## EXERCISE DETAILS
Gather every line in the rows below that contains the string "hair" and copy each one in full. Case counts, so only lines where the string appears in that exact case should be included.

---

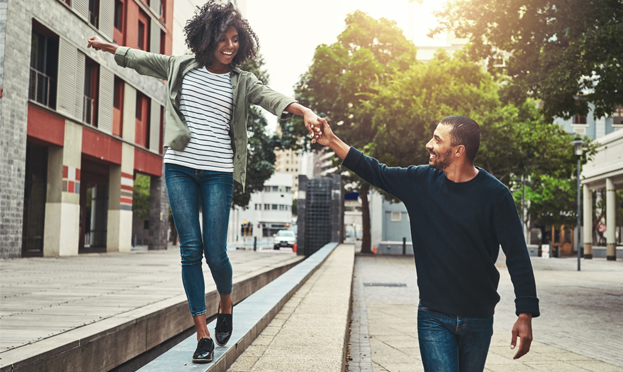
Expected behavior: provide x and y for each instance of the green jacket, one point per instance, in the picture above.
(246, 87)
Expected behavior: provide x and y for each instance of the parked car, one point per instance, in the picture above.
(284, 238)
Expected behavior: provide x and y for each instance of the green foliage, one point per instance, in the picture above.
(557, 50)
(140, 196)
(552, 201)
(515, 140)
(345, 73)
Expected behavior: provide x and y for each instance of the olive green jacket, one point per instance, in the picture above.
(246, 87)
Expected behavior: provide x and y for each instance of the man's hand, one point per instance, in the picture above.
(523, 330)
(327, 138)
(313, 124)
(97, 43)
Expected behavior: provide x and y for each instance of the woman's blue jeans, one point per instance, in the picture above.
(187, 187)
(449, 343)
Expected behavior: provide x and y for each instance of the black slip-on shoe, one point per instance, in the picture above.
(204, 352)
(224, 327)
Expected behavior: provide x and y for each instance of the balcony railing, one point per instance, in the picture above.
(93, 18)
(39, 87)
(87, 112)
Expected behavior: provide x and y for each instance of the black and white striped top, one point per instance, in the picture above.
(206, 103)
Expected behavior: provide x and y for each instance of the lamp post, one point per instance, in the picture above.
(578, 153)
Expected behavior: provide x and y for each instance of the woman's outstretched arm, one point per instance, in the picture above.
(145, 63)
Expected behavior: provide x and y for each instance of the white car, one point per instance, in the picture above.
(285, 238)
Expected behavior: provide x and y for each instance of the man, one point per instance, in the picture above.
(459, 216)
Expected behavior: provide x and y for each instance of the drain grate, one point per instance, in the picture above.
(384, 285)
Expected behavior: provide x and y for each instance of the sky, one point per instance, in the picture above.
(290, 30)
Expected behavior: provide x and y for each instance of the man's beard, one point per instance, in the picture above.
(441, 162)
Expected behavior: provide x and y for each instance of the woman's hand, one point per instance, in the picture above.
(98, 44)
(311, 120)
(313, 124)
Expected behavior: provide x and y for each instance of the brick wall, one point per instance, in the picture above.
(15, 75)
(15, 41)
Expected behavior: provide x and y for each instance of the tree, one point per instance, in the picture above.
(260, 151)
(515, 140)
(340, 80)
(556, 50)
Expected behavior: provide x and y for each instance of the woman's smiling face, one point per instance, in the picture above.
(227, 46)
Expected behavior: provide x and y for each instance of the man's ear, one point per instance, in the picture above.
(460, 150)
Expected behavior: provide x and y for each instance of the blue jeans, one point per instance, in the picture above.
(449, 343)
(187, 187)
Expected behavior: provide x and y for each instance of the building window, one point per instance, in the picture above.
(141, 136)
(94, 7)
(617, 117)
(117, 121)
(141, 35)
(43, 66)
(91, 79)
(119, 15)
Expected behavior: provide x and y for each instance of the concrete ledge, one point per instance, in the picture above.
(111, 342)
(600, 252)
(311, 332)
(251, 316)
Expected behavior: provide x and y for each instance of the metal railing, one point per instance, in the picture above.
(87, 112)
(93, 18)
(39, 87)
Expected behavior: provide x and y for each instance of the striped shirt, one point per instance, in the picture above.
(206, 103)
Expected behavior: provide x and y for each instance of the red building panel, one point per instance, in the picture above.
(148, 163)
(101, 146)
(45, 126)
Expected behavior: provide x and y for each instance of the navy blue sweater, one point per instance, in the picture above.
(457, 229)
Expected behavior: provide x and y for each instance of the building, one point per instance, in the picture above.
(605, 171)
(288, 162)
(76, 128)
(593, 128)
(268, 211)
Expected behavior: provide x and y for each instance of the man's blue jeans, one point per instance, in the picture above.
(187, 187)
(449, 343)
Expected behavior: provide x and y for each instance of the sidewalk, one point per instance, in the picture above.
(579, 329)
(54, 305)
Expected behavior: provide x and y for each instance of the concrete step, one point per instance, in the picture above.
(252, 316)
(96, 312)
(310, 333)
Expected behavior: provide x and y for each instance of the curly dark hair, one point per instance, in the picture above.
(209, 23)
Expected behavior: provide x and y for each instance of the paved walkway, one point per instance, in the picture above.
(46, 297)
(579, 329)
(309, 333)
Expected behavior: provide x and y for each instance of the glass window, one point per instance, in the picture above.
(618, 115)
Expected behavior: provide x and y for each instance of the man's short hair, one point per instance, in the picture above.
(466, 132)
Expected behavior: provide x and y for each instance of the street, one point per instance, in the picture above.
(578, 330)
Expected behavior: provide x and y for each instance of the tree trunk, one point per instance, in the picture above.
(365, 217)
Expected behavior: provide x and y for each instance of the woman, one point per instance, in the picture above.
(206, 145)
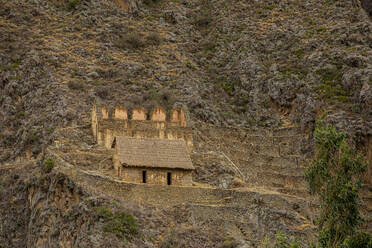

---

## WRITTEN ANSWER
Expected behavior: provide x and y for each instance of the curly dark hair, one point per instance, in the picture above.
Expected behavior: provide x and y for each instance of the man's short hair, one point per instance, in the picture above.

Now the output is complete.